━━━ Exercise materials

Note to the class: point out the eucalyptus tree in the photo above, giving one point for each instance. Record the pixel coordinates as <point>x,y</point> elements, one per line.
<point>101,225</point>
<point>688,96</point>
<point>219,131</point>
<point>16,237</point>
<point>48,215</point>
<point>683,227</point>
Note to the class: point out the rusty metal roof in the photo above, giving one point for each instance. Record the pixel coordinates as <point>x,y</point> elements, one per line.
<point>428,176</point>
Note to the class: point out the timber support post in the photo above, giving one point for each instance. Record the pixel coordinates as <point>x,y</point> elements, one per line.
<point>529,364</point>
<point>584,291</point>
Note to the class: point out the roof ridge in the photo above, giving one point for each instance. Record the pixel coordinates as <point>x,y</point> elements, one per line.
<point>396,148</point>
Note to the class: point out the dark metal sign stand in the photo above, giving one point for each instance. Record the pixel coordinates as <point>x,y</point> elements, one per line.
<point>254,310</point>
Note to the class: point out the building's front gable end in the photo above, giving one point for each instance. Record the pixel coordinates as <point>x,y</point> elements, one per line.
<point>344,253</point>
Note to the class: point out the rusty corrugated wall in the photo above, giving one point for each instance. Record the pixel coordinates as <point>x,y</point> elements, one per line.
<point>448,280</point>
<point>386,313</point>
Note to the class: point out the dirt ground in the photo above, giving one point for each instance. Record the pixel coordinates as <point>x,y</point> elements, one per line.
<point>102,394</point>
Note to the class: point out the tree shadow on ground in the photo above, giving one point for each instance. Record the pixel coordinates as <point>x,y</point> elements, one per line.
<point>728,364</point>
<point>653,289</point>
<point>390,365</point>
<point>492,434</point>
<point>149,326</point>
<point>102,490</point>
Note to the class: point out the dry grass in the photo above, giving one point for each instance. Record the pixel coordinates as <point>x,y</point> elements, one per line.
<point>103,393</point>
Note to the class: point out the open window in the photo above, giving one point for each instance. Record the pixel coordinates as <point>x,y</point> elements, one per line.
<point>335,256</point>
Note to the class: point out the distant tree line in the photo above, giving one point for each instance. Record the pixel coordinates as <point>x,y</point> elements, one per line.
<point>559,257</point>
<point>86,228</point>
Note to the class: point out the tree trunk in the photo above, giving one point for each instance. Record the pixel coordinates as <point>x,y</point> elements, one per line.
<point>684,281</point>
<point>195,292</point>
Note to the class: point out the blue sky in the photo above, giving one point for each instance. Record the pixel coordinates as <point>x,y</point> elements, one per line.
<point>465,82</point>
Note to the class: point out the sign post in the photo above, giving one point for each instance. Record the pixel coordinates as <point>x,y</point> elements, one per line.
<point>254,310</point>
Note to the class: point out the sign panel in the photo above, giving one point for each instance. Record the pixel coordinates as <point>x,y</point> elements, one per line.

━━━━━━

[What you should do] Word for word, write out the entire listing once more.

[Result below]
Note to the class: point out the eucalyptus tree in the photo above, giving one point for each instance. Record the pixel coordinates as <point>x,y</point> elements, one per line.
<point>101,225</point>
<point>688,96</point>
<point>219,131</point>
<point>16,237</point>
<point>48,215</point>
<point>683,227</point>
Note to the class: point out the rusty metal roof in the photo above, giving one point for each instance. Record the pixel coordinates as <point>x,y</point> elements, one per line.
<point>428,176</point>
Note to the class: point out the timber support post in the photo above, giving one point for each instance. Record the pixel coordinates as <point>x,y</point> elements, one per line.
<point>529,364</point>
<point>584,291</point>
Note to the class: point out the roof ridge in the photo above, giving one point for each instance. Record the pixel coordinates as <point>x,y</point> elements, one per line.
<point>396,148</point>
Note to the class: point out the dark metal sign stand in the photo above, giving one point for each instance. Record the pixel coordinates as <point>x,y</point> elements, one per line.
<point>254,310</point>
Note to the class: point out the building's front gable end in the photo above, giving one point for each instance. Record the pixel coordinates as <point>x,y</point> elements, one per line.
<point>344,253</point>
Note to the class: point out the rusty corrugated wall in the photo above, giving one point for each instance. Record the pixel coordinates as <point>x,y</point> elements, one per line.
<point>448,280</point>
<point>386,313</point>
Note to the class: point out the dirt ground in the photo above, giving one point for each instance. Record the pixel coordinates as <point>x,y</point> elements, one per line.
<point>102,394</point>
Note to the class: point out the tree shadow on ground in the photo above, giving one point for each instance. Record the pixel coordinates as <point>x,y</point> elements, one per line.
<point>728,364</point>
<point>653,289</point>
<point>390,365</point>
<point>492,434</point>
<point>149,326</point>
<point>102,490</point>
Note to the class: point out the dry grass in the photo above, giving one point for each instance. Record the pixel coordinates as <point>x,y</point> elements, one per line.
<point>103,393</point>
Note to the class: point out the open window in the photo above, giving one point for each instance. Record the pixel coordinates as <point>x,y</point> elements, one per line.
<point>335,256</point>
Note to the class: point out the distant tree line in the photo above, giving one point for each instance. Record the pixel coordinates as <point>x,y</point> elements, one per line.
<point>559,257</point>
<point>86,228</point>
Note to the class: point out the tree trunk in the photo above, giving one point for each instance. Record the pixel coordinates as <point>x,y</point> elements, one per line.
<point>684,281</point>
<point>195,292</point>
Note to the class: point out the blue sky in the photo above, giving one point for each instance. Record the pixel coordinates as <point>x,y</point> elements, one per line.
<point>465,82</point>
Note to the class: point out the sign post in the photo above, giving one point for each instance. Record the pixel coordinates as <point>x,y</point> elements, one per line.
<point>254,310</point>
Note to the class: point out the sign panel in the photo above, giving one point for each instance. Record the pixel coordinates as <point>x,y</point> elements, one per line.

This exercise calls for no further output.